## Record excerpts
_ _ _ _ _
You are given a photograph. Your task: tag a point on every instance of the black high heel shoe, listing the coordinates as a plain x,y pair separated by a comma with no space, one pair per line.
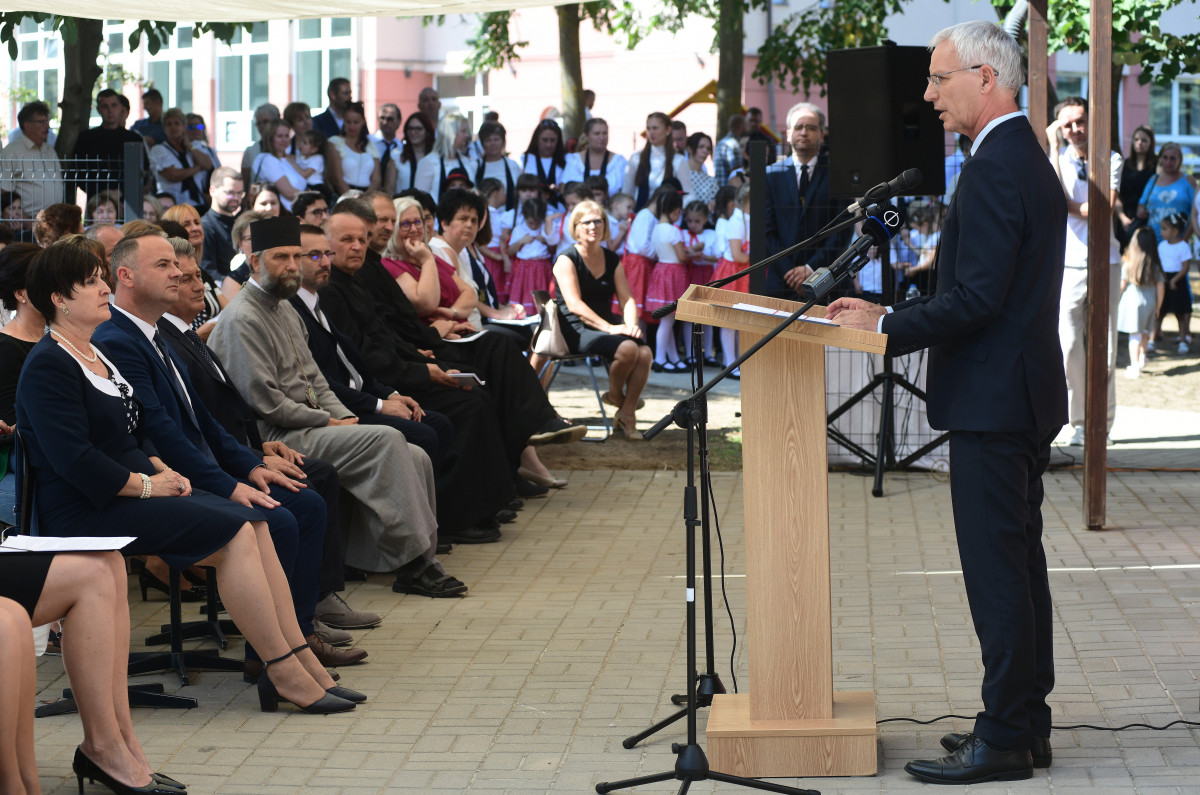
_ _ _ _ _
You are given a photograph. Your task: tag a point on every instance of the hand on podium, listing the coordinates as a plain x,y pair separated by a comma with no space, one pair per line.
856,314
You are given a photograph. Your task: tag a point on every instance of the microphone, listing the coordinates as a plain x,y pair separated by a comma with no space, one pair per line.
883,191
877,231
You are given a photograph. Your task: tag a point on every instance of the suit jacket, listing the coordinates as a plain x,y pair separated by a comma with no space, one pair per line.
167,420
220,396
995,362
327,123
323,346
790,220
_ _ _ _ _
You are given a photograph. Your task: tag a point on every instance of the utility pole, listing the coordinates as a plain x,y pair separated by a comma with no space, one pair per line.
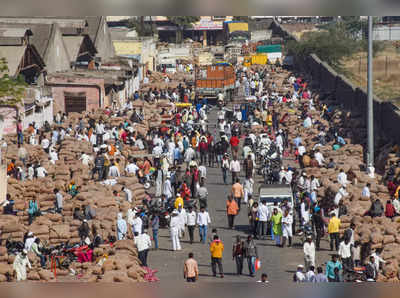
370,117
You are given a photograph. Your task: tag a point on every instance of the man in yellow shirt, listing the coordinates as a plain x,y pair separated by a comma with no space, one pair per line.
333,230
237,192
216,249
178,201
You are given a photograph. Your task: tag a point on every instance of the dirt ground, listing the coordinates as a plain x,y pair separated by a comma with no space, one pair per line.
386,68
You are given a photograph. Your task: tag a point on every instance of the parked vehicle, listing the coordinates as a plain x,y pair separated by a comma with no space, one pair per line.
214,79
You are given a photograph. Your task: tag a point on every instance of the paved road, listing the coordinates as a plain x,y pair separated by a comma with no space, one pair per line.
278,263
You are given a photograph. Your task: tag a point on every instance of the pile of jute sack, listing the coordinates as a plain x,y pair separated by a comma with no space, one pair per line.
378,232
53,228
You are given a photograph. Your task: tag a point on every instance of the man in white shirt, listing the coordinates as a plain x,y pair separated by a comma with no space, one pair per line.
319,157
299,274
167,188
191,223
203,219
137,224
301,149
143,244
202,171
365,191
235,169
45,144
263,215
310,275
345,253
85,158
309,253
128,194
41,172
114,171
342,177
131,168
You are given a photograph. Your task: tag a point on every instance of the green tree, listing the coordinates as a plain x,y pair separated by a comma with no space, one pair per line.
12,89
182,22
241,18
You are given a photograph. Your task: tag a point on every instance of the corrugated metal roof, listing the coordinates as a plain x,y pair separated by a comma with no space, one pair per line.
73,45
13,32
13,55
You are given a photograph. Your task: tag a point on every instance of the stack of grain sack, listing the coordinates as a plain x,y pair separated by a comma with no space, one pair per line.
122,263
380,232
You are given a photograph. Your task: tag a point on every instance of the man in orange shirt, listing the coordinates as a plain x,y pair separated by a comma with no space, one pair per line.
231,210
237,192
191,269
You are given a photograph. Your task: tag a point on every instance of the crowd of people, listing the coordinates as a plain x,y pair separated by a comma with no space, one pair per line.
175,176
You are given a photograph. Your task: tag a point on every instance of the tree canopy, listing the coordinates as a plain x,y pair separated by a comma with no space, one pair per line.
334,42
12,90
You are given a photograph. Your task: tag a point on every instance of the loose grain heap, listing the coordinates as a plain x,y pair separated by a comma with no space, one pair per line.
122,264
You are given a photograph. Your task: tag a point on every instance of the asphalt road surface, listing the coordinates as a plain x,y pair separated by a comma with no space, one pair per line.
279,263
_ _ _ _ _
## The problem
Please pick out every line of the records that contains the string "surface", and copy each one. Treat uppercase and lowercase as different.

## Expected answer
You are given a photograph. Your task: tag a point on every instance of the asphalt road surface, listing the coordinates as a plain x,y pair separated by a comma with no space, one pair per line.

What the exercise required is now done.